▸ **WORK ITEM**: Please repeat each entry. Match every word exactly.

* * * *

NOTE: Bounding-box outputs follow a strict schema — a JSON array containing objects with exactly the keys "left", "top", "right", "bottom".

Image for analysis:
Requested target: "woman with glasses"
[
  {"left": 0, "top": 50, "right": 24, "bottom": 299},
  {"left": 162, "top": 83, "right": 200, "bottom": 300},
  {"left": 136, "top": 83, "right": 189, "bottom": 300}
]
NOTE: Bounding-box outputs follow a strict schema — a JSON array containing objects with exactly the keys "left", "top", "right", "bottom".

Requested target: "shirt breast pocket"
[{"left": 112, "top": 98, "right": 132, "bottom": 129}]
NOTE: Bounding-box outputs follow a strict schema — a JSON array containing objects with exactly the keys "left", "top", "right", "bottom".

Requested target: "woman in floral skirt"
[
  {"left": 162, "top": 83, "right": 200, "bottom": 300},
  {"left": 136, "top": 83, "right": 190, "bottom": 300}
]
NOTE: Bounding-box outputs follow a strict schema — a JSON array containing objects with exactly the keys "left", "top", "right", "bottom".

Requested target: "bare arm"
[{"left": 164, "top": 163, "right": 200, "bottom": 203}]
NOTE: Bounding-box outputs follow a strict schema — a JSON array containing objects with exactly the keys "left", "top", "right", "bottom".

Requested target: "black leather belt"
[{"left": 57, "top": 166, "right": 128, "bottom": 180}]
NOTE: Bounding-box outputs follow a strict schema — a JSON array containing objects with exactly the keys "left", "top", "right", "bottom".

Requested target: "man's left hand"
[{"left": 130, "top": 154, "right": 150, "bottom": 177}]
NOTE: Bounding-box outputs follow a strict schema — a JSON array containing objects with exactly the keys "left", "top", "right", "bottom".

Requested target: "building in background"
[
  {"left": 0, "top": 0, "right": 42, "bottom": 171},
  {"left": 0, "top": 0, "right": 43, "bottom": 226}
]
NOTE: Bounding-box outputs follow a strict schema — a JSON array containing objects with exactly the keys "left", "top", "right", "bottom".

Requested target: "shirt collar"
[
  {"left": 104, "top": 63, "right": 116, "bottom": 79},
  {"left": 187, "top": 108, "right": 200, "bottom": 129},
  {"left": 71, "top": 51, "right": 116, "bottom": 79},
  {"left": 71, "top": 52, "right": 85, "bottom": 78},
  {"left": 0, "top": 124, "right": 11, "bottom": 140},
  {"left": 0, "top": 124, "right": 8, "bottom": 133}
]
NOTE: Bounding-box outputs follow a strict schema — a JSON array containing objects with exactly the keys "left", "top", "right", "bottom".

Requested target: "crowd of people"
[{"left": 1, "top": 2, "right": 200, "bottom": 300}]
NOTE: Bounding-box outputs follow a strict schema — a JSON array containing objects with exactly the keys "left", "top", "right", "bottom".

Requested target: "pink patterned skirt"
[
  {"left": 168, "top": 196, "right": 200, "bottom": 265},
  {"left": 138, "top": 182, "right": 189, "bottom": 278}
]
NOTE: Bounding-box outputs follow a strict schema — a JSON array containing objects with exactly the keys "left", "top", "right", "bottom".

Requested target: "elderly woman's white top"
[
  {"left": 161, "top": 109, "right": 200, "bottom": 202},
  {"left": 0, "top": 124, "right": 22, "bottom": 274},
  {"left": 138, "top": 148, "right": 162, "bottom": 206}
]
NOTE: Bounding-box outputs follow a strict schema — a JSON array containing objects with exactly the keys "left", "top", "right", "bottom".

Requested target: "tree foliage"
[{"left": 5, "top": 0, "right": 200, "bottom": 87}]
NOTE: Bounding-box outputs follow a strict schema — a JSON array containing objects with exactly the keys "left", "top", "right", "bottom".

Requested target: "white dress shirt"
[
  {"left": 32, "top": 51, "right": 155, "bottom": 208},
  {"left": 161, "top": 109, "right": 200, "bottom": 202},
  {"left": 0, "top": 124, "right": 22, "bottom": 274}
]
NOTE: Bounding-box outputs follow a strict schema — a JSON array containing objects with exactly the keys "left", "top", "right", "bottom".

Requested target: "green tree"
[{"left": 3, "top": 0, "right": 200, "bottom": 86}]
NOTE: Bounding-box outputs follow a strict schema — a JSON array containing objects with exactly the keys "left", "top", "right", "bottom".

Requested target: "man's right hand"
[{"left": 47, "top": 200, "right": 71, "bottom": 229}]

* * * *

▸ **TASK SOLUTION**:
NOTE: Bounding-box outputs follow a strict schema — a JSON array containing objects with exactly the keys "left", "top", "right", "bottom".

Image for analysis:
Requested target: "woman with glasses"
[
  {"left": 0, "top": 50, "right": 24, "bottom": 299},
  {"left": 162, "top": 83, "right": 200, "bottom": 300},
  {"left": 136, "top": 83, "right": 189, "bottom": 300}
]
NOTE: Bounding-box outputs follow a strict schema — a JSON array containing objects with exactly the keys "left", "top", "right", "bottom".

Requested target: "shirt breast pocket"
[{"left": 112, "top": 98, "right": 132, "bottom": 129}]
NOTE: Bounding-box outputs follow a strict schema — a JSON array containing objects with exactly the keys "left", "top", "right", "bottom".

Requested target: "woman in floral skirt"
[
  {"left": 162, "top": 83, "right": 200, "bottom": 300},
  {"left": 136, "top": 83, "right": 190, "bottom": 300}
]
NOTE: Bounding-box outputs follow a strict schema — a JSON array containing objects with exactly the keys "left", "top", "right", "bottom".

Requested target: "bare arm"
[{"left": 164, "top": 163, "right": 200, "bottom": 203}]
NOTE: Bounding-box outputs follow a strict schema — a JSON array containing objects with exactly the keys "left", "top", "right", "bottom".

Requested target: "black leather belt"
[{"left": 57, "top": 166, "right": 128, "bottom": 180}]
NOTE: Bounding-box outputs follow a strict schema — a JSON array containing objects with exactly the keys "left", "top", "right", "bottom".

Requested target: "man's left hand"
[{"left": 130, "top": 154, "right": 150, "bottom": 177}]
NOTE: Bounding-box outputs follow a strict schema — a JSON array containing objects with exactly the keys "left", "top", "right", "bottom".

Requested target: "building in background"
[
  {"left": 0, "top": 0, "right": 42, "bottom": 171},
  {"left": 0, "top": 0, "right": 43, "bottom": 226}
]
NOTE: Bounding-box outputs follow a strict schema — a JSON array containing objects with exactly the keys "left", "top", "right", "bottom".

Requested target: "shirt collar"
[
  {"left": 104, "top": 63, "right": 116, "bottom": 79},
  {"left": 187, "top": 108, "right": 200, "bottom": 129},
  {"left": 71, "top": 51, "right": 116, "bottom": 79},
  {"left": 71, "top": 52, "right": 85, "bottom": 78},
  {"left": 0, "top": 124, "right": 11, "bottom": 140},
  {"left": 0, "top": 124, "right": 8, "bottom": 133}
]
NOTE: Bounding-box outputs follow a strict schema — a JSON array containing objects with exactly the keys "left", "top", "right", "bottom".

Requested target: "crowd of people"
[{"left": 1, "top": 2, "right": 200, "bottom": 300}]
NOTE: Bounding-box outputs follow a strict schema — a JSON array containing objects with exactly the keys "left", "top", "right", "bottom".

Requested target: "pink patterned skirt"
[
  {"left": 168, "top": 196, "right": 200, "bottom": 265},
  {"left": 138, "top": 182, "right": 189, "bottom": 278}
]
NOTE: Bounding-box outputs follow a strict schema — a JSON array containing objects with exactly the keys "left", "top", "right", "bottom".

Requested target: "elderly woman's white top"
[
  {"left": 161, "top": 109, "right": 200, "bottom": 202},
  {"left": 0, "top": 124, "right": 22, "bottom": 274},
  {"left": 138, "top": 148, "right": 162, "bottom": 206}
]
NOTE: Bounding-box outputs follow a strict schema — a JSON array containing objects with exactly the keys "left", "top", "right", "bottom".

Requested target: "tree foliage"
[{"left": 5, "top": 0, "right": 200, "bottom": 87}]
NOTE: Bounding-box outputs follow a strict schema — a JSON array containing objects with exactly the keys "left", "top", "right", "bottom".

Requested target: "white dress shirt"
[
  {"left": 32, "top": 51, "right": 155, "bottom": 208},
  {"left": 161, "top": 109, "right": 200, "bottom": 202},
  {"left": 0, "top": 124, "right": 22, "bottom": 274}
]
NOTE: Bounding-box outputs follow a strict schema — a JSON array containing objects with exactly the keys "left", "top", "right", "bottom".

Requested target: "green tree"
[{"left": 3, "top": 0, "right": 200, "bottom": 86}]
NOTE: Bounding-box outputs follow a strict schema — a JSON array containing objects with exactly the keys "left", "top", "right", "bottom".

Requested target: "man's right hand"
[{"left": 47, "top": 200, "right": 71, "bottom": 229}]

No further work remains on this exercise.